Excerpt provided Block Start

The Last Full Measure

MPAA Rating: R // Rating: 2.5 out of 5 stars
Release Year: 2019 // Director: Todd Robinson
Genre: Drama, History, War

The stories of Medal of Honor recipients captivated me early in my teen years. Call me a nerd if you will, but my fascination had less to do with war or the politics of war and more to do with the individual acts of selfless valor I read about. What makes a man jump on a live grenade to save his buddies, or fly a helicopter “sideways” up a mountainside in hazardous weather to evacuate casualties, or walk headlong into enemy fire? Or, in the case of Airman William H. “Pits” Pitsenbarger, drop into a company of Army GIs to provide much-needed medical care, then refuse to be evacuated and choose to stay behind, even though doing so meant certain death?

For his actions, Bill Pitsenbarger (Jeremy Irvine) was posthumously awarded the Air Force Cross. 35 years later, it was upgraded to the Medal of Honor. It’s this story—of the quest for the upgrade—that The Last Full Measure endeavors to tell.

But as it turns out, this film is only “based on a true story,” and a disclaimer at the end of the film suggests that while Pitsenbarger’s story is true, most other details and characters were dramatized and/or fictionalized—which left me wondering what the point of the film was.

Pitsenbarger’s bravery is beyond notable, and certainly worthy of the Medal of Honor. But we only encounter his story through a series of flashbacks, as the fictional Scott Huffman (Sebastian Stan)—the workaholic DOD lawyer assigned to researching the medal upgrade request—interviews the Army “mud soldiers” whom Pits saved.

Excerpt provided Block End

- [Task]: Copy out the review of The Last Full Measure word for word, from start to finish. The entries that come next have nothing to do with the review.

Source information Block Start

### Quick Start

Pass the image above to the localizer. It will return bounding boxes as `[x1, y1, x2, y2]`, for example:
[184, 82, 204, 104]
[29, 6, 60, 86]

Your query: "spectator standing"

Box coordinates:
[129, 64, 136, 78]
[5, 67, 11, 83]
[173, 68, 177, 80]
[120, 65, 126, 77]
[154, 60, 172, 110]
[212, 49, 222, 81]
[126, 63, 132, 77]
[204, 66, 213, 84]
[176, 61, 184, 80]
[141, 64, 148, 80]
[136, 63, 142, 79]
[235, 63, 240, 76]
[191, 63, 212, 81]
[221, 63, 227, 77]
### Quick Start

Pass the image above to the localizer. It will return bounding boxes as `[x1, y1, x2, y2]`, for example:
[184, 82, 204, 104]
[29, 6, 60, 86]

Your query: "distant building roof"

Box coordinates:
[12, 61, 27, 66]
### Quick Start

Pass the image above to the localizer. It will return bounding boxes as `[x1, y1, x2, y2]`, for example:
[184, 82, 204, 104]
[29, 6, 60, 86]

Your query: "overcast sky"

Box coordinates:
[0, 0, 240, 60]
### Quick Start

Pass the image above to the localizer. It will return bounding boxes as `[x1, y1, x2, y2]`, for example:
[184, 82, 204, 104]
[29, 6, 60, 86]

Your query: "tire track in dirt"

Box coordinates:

Source information Block End

- [Result of the exercise]:
The Last Full Measure

MPAA Rating: R // Rating: 2.5 out of 5 stars
Release Year: 2019 // Director: Todd Robinson
Genre: Drama, History, War

The stories of Medal of Honor recipients captivated me early in my teen years. Call me a nerd if you will, but my fascination had less to do with war or the politics of war and more to do with the individual acts of selfless valor I read about. What makes a man jump on a live grenade to save his buddies, or fly a helicopter “sideways” up a mountainside in hazardous weather to evacuate casualties, or walk headlong into enemy fire? Or, in the case of Airman William H. “Pits” Pitsenbarger, drop into a company of Army GIs to provide much-needed medical care, then refuse to be evacuated and choose to stay behind, even though doing so meant certain death?

For his actions, Bill Pitsenbarger (Jeremy Irvine) was posthumously awarded the Air Force Cross. 35 years later, it was upgraded to the Medal of Honor. It’s this story—of the quest for the upgrade—that The Last Full Measure endeavors to tell.

But as it turns out, this film is only “based on a true story,” and a disclaimer at the end of the film suggests that while Pitsenbarger’s story is true, most other details and characters were dramatized and/or fictionalized—which left me wondering what the point of the film was.

Pitsenbarger’s bravery is beyond notable, and certainly worthy of the Medal of Honor. But we only encounter his story through a series of flashbacks, as the fictional Scott Huffman (Sebastian Stan)—the workaholic DOD lawyer assigned to researching the medal upgrade request—interviews the Army “mud soldiers” whom Pits saved.